**Required task**
Rewrite the items from the line with "Locate one point per instance of the blue and" to the line with "183), (371, 103)]", requests included, adding 90 to every coordinate in the answers. Leave out all other items.

:: Records provided

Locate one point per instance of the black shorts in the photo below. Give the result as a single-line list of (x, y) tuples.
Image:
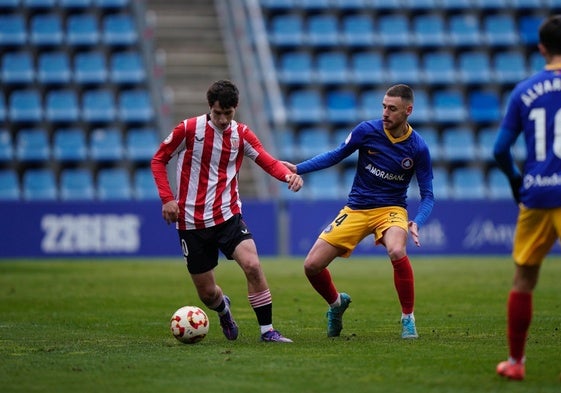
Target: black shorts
[(200, 246)]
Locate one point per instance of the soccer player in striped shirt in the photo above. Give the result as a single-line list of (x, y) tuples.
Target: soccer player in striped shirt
[(390, 153), (534, 110), (207, 207)]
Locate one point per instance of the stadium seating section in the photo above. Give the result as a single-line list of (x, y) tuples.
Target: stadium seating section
[(334, 60), (78, 119)]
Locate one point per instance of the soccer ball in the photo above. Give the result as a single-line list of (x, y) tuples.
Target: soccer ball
[(189, 324)]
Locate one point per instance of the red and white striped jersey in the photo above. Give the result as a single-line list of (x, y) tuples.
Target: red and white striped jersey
[(208, 163)]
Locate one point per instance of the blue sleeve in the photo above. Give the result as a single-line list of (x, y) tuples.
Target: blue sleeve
[(505, 139)]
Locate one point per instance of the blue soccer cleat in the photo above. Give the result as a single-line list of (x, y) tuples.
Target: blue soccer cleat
[(408, 329), (229, 327), (335, 316)]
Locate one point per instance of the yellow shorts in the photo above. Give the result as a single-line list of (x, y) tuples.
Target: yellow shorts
[(536, 232), (351, 226)]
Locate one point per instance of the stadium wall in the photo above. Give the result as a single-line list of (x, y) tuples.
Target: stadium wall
[(136, 229)]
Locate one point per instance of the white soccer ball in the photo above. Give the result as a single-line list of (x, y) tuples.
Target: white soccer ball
[(189, 324)]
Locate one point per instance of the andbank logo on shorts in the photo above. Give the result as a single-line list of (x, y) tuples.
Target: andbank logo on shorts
[(542, 181), (90, 233)]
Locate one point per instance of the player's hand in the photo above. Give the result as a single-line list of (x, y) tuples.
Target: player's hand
[(515, 185), (290, 166), (170, 212), (295, 182), (414, 230)]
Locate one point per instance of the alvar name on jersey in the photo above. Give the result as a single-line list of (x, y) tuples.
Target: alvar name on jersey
[(383, 174), (539, 89)]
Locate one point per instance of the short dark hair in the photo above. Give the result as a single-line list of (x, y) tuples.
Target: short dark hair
[(550, 34), (401, 90), (225, 92)]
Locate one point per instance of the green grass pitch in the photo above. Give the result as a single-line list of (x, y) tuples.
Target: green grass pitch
[(103, 326)]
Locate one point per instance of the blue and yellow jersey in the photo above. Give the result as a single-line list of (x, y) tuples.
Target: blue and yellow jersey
[(384, 169), (534, 109)]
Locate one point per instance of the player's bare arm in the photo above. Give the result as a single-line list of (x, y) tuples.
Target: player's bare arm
[(170, 211)]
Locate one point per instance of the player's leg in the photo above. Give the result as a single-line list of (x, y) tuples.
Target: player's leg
[(201, 257), (534, 236), (236, 243), (393, 235)]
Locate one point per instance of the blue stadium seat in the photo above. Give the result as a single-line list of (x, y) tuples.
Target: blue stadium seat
[(509, 67), (393, 30), (458, 144), (32, 145), (358, 30), (332, 68), (422, 111), (54, 68), (528, 28), (296, 68), (342, 106), (90, 68), (421, 5), (385, 5), (9, 5), (367, 68), (69, 145), (46, 30), (323, 30), (305, 106), (144, 185), (485, 143), (404, 67), (62, 106), (324, 184), (82, 30), (127, 68), (432, 139), (500, 30), (75, 4), (287, 30), (277, 5), (141, 144), (39, 4), (429, 30), (3, 108), (114, 184), (111, 4), (13, 31), (9, 185), (6, 146), (475, 67), (76, 184), (39, 184), (313, 141), (99, 106), (486, 5), (106, 145), (498, 186), (441, 183), (25, 106), (484, 107), (17, 68), (135, 106), (464, 30), (439, 68), (118, 30), (468, 183), (371, 103)]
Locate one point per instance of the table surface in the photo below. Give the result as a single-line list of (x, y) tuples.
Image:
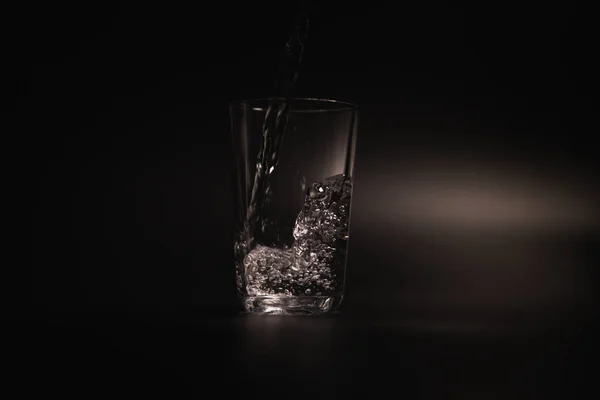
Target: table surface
[(345, 354)]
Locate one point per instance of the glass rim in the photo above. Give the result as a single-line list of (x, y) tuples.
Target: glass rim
[(338, 105)]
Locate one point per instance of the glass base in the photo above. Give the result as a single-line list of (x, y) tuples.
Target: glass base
[(291, 305)]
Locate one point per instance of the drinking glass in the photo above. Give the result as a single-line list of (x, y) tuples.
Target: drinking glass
[(293, 182)]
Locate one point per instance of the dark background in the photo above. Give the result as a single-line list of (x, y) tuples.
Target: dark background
[(473, 264)]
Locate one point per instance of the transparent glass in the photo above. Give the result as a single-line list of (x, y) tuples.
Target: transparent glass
[(293, 194)]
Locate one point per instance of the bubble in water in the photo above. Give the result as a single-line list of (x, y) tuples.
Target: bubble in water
[(315, 260)]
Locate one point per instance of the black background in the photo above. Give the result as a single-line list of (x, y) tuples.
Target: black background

::::

**The output**
Locate one point per instance of the blue and yellow jersey in the photo above. Give the result as a single-line list of (x, y) tuples.
Target: blue and yellow jersey
[(474, 259), (624, 199)]
Locate one point per instance of the player's bare arm in the photo above. Give the result as a single-line list of (x, y) tuples.
Target: player's bare arm
[(260, 301)]
Locate one point per instance of the player's leg in the photo above. Give the result as a single-line list of (x, y) tuples.
Target: player's leg
[(291, 347), (624, 326), (326, 333), (483, 325)]
Locate one point per instance of the blue stadium seat in the photo above. Give the result as a single-line list of (x, y) tuples.
Target: blue stadium seat
[(599, 157), (483, 120), (548, 234), (122, 235), (448, 120), (422, 158), (512, 201), (144, 158), (618, 118), (386, 158), (432, 196), (180, 158), (511, 95), (475, 95), (99, 95), (457, 158), (159, 235), (136, 120), (413, 120), (395, 196), (234, 275), (575, 233), (494, 157), (152, 196), (414, 274), (172, 120), (217, 158), (522, 229), (590, 120), (165, 94), (377, 120), (367, 95), (231, 234), (129, 94), (519, 120), (93, 198), (204, 274), (201, 94), (103, 121), (99, 275), (96, 236), (565, 157), (166, 274), (129, 274), (403, 231), (189, 196), (576, 95), (196, 235), (588, 276), (531, 273), (115, 196), (574, 197), (107, 158), (225, 196), (554, 120), (529, 158), (208, 120), (558, 273), (461, 193)]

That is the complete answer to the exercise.